Source passage:
━━━

Road to ML Engineer #31 - Graph Learning

So far, we have only been discussing machine learning and deep learning techniques on tabular data, language, and images. However, much of the data in the real world, such as chemical structures, transportation networks, and social networks, is inherently represented as graphs consisting of nodes or vertices and edges connecting them. (In fact, languages and images can be represented as linear graphs and 2D grid graphs, which are special types of graphs with constraints.) Hence, there is a tremendous incentive to research machine learning algorithms to perform various tasks on graphs. In this article, we will dive into the challenges and requirements of graph learning.

Note: The content of this article is largely inspired by the video Theoretical Foundations of Graph Neural Networks by Velickovic, P. (2021). I highly recommend checking it out.

Permutation Invariance & Equivariance

Though graphs are an interesting subject to study, there are difficulties in working with them. One of the difficulties comes from the lack of ordering of vertices. To understand this, let's imagine a graph with no edges and vertices labeled 1, 2, 3, and 4. Here, we can notice that we can express them in orders such as 1→2→3→4, 2→4→1→3, or 4→3→1→2 in a matrix $X$ , and there are $n!$ permutations of expressing the same set of $n$ vertices. We can conveniently express this using a permutation matrix $P$ that only transforms the order of the vertices. Each row and column of the permutation matrix contains only one 1 and 0 elsewhere.

━━━

Dataset excerpts:
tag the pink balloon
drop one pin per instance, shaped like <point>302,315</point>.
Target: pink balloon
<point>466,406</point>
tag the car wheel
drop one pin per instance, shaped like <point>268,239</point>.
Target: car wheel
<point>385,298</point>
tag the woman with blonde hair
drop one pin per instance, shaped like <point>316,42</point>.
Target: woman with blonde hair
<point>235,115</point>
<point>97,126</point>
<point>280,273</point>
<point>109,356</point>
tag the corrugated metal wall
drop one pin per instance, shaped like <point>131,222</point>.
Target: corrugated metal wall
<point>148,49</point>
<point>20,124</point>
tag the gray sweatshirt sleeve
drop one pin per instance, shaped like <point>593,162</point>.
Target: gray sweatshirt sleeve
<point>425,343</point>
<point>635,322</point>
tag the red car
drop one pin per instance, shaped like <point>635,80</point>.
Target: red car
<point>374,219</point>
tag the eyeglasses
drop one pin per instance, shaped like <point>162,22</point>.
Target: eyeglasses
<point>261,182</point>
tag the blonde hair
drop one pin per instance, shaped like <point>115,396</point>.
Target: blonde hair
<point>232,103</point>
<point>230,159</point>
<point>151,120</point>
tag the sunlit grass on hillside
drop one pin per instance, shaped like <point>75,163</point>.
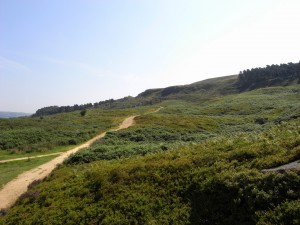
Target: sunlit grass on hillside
<point>190,163</point>
<point>11,170</point>
<point>216,182</point>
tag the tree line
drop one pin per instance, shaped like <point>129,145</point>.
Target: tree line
<point>50,110</point>
<point>270,75</point>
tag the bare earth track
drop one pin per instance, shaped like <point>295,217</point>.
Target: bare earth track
<point>13,189</point>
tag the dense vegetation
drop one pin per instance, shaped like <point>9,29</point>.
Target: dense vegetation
<point>194,162</point>
<point>274,75</point>
<point>283,74</point>
<point>47,132</point>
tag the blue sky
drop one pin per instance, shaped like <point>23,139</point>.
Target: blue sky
<point>65,52</point>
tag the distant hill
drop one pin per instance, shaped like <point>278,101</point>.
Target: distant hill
<point>247,80</point>
<point>13,114</point>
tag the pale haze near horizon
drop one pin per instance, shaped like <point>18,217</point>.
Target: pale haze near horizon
<point>75,52</point>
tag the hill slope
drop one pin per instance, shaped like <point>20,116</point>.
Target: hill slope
<point>274,75</point>
<point>197,161</point>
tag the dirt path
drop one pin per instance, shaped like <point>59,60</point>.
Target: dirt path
<point>30,157</point>
<point>13,189</point>
<point>290,166</point>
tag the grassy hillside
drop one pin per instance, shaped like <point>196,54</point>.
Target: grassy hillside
<point>40,134</point>
<point>197,161</point>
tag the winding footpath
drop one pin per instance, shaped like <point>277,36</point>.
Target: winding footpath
<point>13,189</point>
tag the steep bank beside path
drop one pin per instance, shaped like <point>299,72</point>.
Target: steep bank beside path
<point>13,189</point>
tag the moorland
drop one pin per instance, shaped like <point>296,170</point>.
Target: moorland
<point>198,160</point>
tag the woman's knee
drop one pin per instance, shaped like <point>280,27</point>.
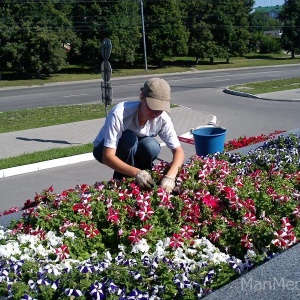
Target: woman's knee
<point>149,146</point>
<point>98,152</point>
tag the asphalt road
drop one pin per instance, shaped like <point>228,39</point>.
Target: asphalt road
<point>128,88</point>
<point>203,92</point>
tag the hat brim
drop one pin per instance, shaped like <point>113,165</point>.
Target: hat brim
<point>155,104</point>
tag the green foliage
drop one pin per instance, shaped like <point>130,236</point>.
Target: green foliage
<point>33,35</point>
<point>269,44</point>
<point>167,35</point>
<point>290,16</point>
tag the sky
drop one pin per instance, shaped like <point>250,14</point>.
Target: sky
<point>268,3</point>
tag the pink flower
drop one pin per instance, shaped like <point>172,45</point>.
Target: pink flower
<point>62,252</point>
<point>145,212</point>
<point>246,241</point>
<point>211,201</point>
<point>281,239</point>
<point>83,209</point>
<point>249,218</point>
<point>89,230</point>
<point>187,232</point>
<point>176,241</point>
<point>113,216</point>
<point>135,236</point>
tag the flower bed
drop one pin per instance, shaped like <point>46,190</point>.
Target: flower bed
<point>227,215</point>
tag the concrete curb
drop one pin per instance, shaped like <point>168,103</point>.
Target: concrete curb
<point>248,95</point>
<point>46,165</point>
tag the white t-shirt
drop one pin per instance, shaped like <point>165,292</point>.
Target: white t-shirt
<point>124,116</point>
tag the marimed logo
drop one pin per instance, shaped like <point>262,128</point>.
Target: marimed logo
<point>272,284</point>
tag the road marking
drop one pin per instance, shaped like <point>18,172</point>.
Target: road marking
<point>75,95</point>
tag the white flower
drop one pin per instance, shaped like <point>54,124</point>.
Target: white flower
<point>251,253</point>
<point>70,234</point>
<point>2,234</point>
<point>11,248</point>
<point>42,251</point>
<point>108,256</point>
<point>53,239</point>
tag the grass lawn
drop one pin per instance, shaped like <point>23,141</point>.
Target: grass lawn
<point>40,117</point>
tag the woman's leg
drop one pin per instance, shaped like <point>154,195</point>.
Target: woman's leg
<point>148,149</point>
<point>126,149</point>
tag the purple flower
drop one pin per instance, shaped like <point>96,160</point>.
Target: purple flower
<point>97,290</point>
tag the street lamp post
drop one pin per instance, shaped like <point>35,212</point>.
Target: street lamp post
<point>144,38</point>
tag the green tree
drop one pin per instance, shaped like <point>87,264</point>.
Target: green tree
<point>90,21</point>
<point>201,41</point>
<point>260,22</point>
<point>166,33</point>
<point>290,16</point>
<point>33,35</point>
<point>124,30</point>
<point>230,27</point>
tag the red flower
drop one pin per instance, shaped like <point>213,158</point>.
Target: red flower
<point>145,212</point>
<point>187,232</point>
<point>211,201</point>
<point>281,239</point>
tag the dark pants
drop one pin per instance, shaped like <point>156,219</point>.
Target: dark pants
<point>137,152</point>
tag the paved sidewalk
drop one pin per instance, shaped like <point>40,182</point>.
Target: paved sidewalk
<point>74,134</point>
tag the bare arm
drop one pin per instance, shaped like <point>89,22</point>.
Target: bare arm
<point>178,159</point>
<point>110,159</point>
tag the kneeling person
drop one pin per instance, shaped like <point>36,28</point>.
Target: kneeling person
<point>126,142</point>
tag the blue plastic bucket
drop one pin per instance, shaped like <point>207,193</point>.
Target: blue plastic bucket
<point>209,140</point>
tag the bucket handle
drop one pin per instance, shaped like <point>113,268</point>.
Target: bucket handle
<point>210,124</point>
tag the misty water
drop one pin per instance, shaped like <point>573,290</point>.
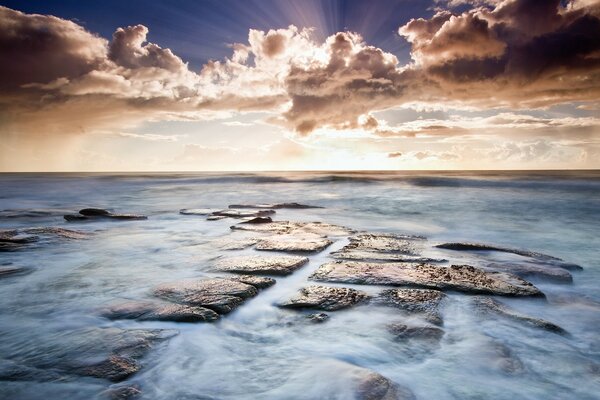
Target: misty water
<point>260,351</point>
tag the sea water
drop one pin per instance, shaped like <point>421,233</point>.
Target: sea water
<point>263,352</point>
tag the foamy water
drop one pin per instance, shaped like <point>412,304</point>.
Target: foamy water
<point>263,352</point>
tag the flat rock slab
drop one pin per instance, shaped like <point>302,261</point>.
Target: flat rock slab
<point>487,305</point>
<point>95,214</point>
<point>403,331</point>
<point>385,242</point>
<point>153,311</point>
<point>6,271</point>
<point>265,265</point>
<point>273,206</point>
<point>373,386</point>
<point>106,353</point>
<point>219,294</point>
<point>318,228</point>
<point>462,278</point>
<point>231,213</point>
<point>486,247</point>
<point>367,255</point>
<point>199,211</point>
<point>531,270</point>
<point>308,242</point>
<point>325,298</point>
<point>420,301</point>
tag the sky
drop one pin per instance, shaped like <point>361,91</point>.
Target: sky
<point>238,85</point>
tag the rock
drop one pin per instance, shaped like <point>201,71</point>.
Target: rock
<point>487,305</point>
<point>122,392</point>
<point>256,281</point>
<point>530,270</point>
<point>12,371</point>
<point>384,242</point>
<point>234,244</point>
<point>307,242</point>
<point>216,217</point>
<point>218,294</point>
<point>107,353</point>
<point>91,214</point>
<point>243,213</point>
<point>485,247</point>
<point>373,386</point>
<point>317,318</point>
<point>13,236</point>
<point>273,206</point>
<point>318,228</point>
<point>402,331</point>
<point>199,211</point>
<point>258,220</point>
<point>361,255</point>
<point>421,301</point>
<point>6,271</point>
<point>462,278</point>
<point>152,311</point>
<point>115,368</point>
<point>266,265</point>
<point>325,298</point>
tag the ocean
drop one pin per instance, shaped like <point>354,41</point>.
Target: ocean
<point>261,351</point>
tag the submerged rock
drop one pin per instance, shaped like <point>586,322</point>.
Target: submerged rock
<point>258,282</point>
<point>122,392</point>
<point>199,211</point>
<point>91,214</point>
<point>373,386</point>
<point>485,304</point>
<point>153,311</point>
<point>530,270</point>
<point>307,242</point>
<point>114,368</point>
<point>12,371</point>
<point>319,228</point>
<point>6,271</point>
<point>258,220</point>
<point>219,294</point>
<point>486,247</point>
<point>402,331</point>
<point>266,265</point>
<point>462,278</point>
<point>106,353</point>
<point>420,301</point>
<point>325,298</point>
<point>243,213</point>
<point>317,318</point>
<point>273,206</point>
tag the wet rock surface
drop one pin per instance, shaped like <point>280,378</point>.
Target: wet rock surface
<point>9,270</point>
<point>274,206</point>
<point>417,301</point>
<point>374,386</point>
<point>318,228</point>
<point>317,318</point>
<point>107,353</point>
<point>325,298</point>
<point>532,270</point>
<point>306,242</point>
<point>219,294</point>
<point>488,305</point>
<point>92,214</point>
<point>153,311</point>
<point>462,278</point>
<point>486,247</point>
<point>265,265</point>
<point>403,331</point>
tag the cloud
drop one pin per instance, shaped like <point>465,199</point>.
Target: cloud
<point>514,54</point>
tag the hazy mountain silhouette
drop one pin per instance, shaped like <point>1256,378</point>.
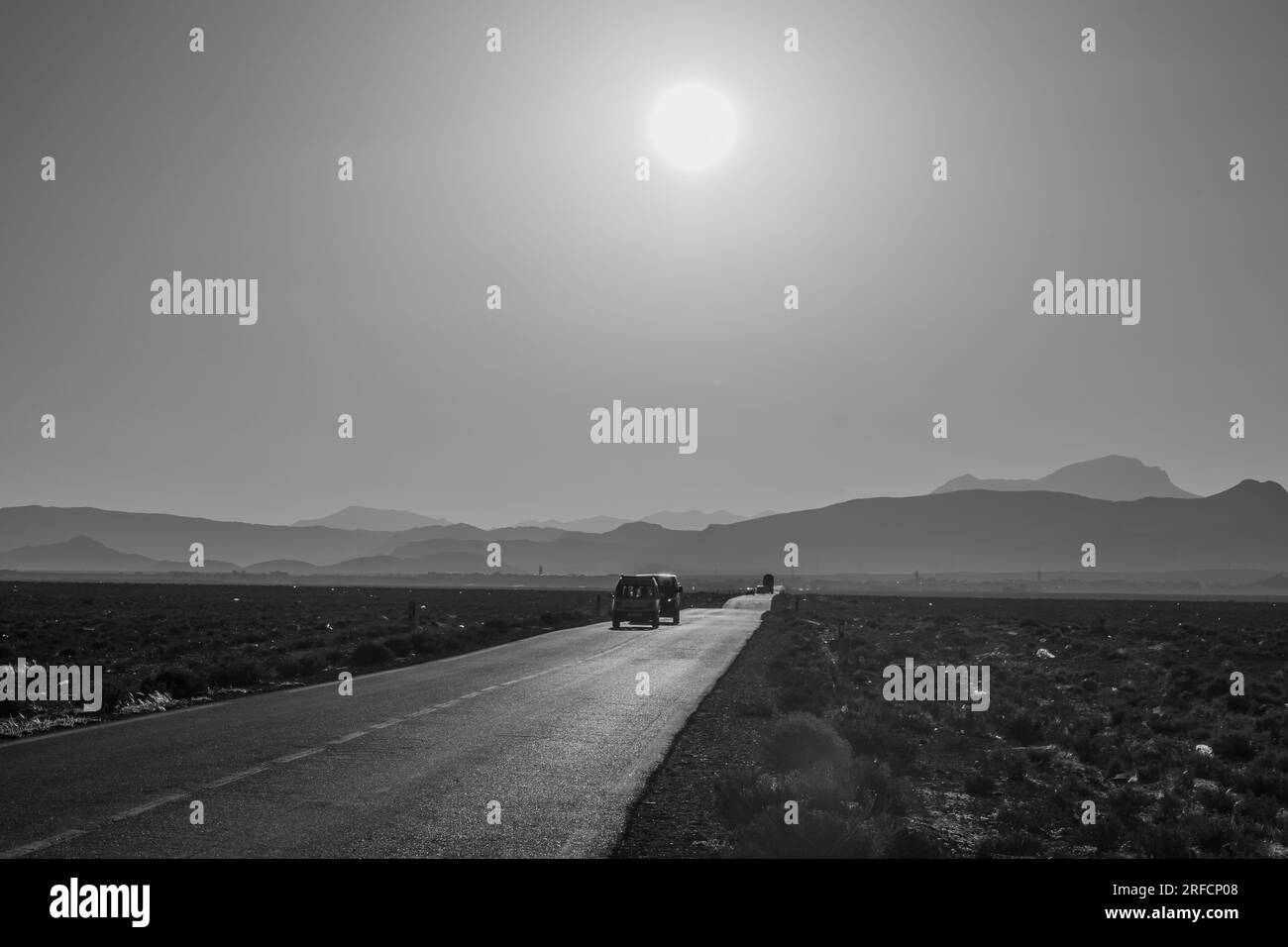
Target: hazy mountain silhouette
<point>956,531</point>
<point>1104,478</point>
<point>369,518</point>
<point>167,538</point>
<point>82,554</point>
<point>671,519</point>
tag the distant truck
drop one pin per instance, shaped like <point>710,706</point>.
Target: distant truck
<point>669,596</point>
<point>636,600</point>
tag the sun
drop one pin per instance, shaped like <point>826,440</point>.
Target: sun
<point>692,127</point>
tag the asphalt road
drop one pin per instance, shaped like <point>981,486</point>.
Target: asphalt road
<point>555,735</point>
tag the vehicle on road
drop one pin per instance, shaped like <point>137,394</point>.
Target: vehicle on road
<point>669,591</point>
<point>636,600</point>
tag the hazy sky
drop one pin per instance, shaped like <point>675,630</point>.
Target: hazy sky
<point>518,169</point>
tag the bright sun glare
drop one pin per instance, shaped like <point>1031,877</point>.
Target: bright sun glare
<point>692,127</point>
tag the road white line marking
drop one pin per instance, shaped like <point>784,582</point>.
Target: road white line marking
<point>141,809</point>
<point>301,754</point>
<point>44,843</point>
<point>235,777</point>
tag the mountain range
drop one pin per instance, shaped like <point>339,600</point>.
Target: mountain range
<point>954,528</point>
<point>1104,478</point>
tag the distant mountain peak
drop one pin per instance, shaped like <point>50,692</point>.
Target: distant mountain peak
<point>1112,476</point>
<point>374,519</point>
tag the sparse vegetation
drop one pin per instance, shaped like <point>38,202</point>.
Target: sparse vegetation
<point>167,644</point>
<point>1124,703</point>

━━━

Directions:
**1.** Which video does the graph learning article say largely inspired its content?
**2.** Quote everything in the graph learning article from "So far, we have" down to "checking it out.".
The listing after the graph learning article is separate material.

Outputs by task:
**1.** Theoretical Foundations of Graph Neural Networks by Velickovic, P. (2021).

**2.**
So far, we have only been discussing machine learning and deep learning techniques on tabular data, language, and images. However, much of the data in the real world, such as chemical structures, transportation networks, and social networks, is inherently represented as graphs consisting of nodes or vertices and edges connecting them. (In fact, languages and images can be represented as linear graphs and 2D grid graphs, which are special types of graphs with constraints.) Hence, there is a tremendous incentive to research machine learning algorithms to perform various tasks on graphs. In this article, we will dive into the challenges and requirements of graph learning.

Note: The content of this article is largely inspired by the video Theoretical Foundations of Graph Neural Networks by Velickovic, P. (2021). I highly recommend checking it out.